Dataset rows showing where objects appear:
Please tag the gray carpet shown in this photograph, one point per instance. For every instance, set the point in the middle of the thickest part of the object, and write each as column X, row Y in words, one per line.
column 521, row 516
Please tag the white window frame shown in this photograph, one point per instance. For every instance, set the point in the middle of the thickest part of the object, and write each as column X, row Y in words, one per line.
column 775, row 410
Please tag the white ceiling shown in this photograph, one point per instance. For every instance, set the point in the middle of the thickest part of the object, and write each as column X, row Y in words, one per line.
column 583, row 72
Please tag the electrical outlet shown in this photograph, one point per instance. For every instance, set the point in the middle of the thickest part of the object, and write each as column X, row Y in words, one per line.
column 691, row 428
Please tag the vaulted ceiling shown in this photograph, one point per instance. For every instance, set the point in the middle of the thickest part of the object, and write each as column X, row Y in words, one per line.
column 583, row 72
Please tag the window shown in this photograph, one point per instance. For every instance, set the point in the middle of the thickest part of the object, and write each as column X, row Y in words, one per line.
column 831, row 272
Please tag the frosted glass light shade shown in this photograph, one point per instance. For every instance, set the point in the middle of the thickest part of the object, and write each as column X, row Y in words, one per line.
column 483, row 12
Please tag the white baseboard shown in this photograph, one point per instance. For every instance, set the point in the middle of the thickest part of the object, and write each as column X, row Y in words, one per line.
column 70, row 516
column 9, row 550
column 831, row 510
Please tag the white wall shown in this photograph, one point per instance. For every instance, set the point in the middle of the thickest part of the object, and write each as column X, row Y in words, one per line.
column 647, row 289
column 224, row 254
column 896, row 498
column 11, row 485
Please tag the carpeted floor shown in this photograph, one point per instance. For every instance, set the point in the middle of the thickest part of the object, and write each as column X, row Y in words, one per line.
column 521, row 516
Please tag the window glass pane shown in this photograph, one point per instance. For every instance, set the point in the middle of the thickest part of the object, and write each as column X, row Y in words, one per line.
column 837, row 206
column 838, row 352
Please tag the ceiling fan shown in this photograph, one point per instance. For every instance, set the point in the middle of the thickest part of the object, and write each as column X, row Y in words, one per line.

To do — Reproduce all of the material above word for word, keeping every line in its original order.

Exercise output —
Please tag the gray carpet shown in this photograph, one point per instance. For every instance, set the point in the middle of the thickest part of the object, and write each as column X, row Y in words, one per line.
column 521, row 516
Please tag the white window frame shown in this photograph, one point per instance. For every instance, set the point in the middle of the thickest part of the object, and write each as column X, row Y in words, one per line.
column 775, row 410
Please tag the white ceiling shown in this photograph, one point per instance. For every instance, set the point in the middle of the thickest part of the object, and write each as column X, row Y in words, one per line.
column 583, row 72
Please tag the electrical outlet shown in this photograph, one point per instance. For every instance, set the point in the middle of the thickest part of the object, and write each as column X, row Y in words, one per line.
column 691, row 428
Please tag the vaulted ceiling shown in this photograph, one point per instance. For every instance, set the point in the middle of the thickest part of the object, and write each as column X, row Y in words, one per line.
column 583, row 72
Please tag the window shown in this photograph, one point per instance. For every instance, set the point in the middle of the thickest part of the object, and write each as column X, row Y in words, one per line.
column 831, row 272
Please tag the frosted glass light shade shown in this photograph, one point per instance. For every instance, set the point in the middle of the thickest part of the object, and write each as column X, row Y in words, one per line.
column 483, row 12
Please tag the white baseboard shown in this photograph, one point per instance. For every instance, set the point in the middle of the thickest part of the object, and write each as column X, row Y in words, one per line.
column 70, row 516
column 9, row 550
column 831, row 510
Please tag the white wall shown in this photograph, one point per instance. For every instance, set the point in the middle of the thickest part of the object, and write each as column X, row Y in words, one per line.
column 647, row 289
column 224, row 254
column 896, row 498
column 11, row 485
Please tag the carpeted floor shown in this photograph, one point per instance. For every instance, set the point in the middle of the thickest part of the object, and write each as column X, row Y in words, one per line.
column 521, row 516
Please tag the window glass pane shown in this photograph, one point per instance. For every instance, set the point in the middle of the thickest part of the object, and write each as column X, row Y in words, one per line.
column 837, row 206
column 838, row 352
Please tag the ceiling fan shown in this photograph, one point per instance. For every instance, set the point in the middle of the thickest part of the object, and write each as column X, row Y in words, one per line.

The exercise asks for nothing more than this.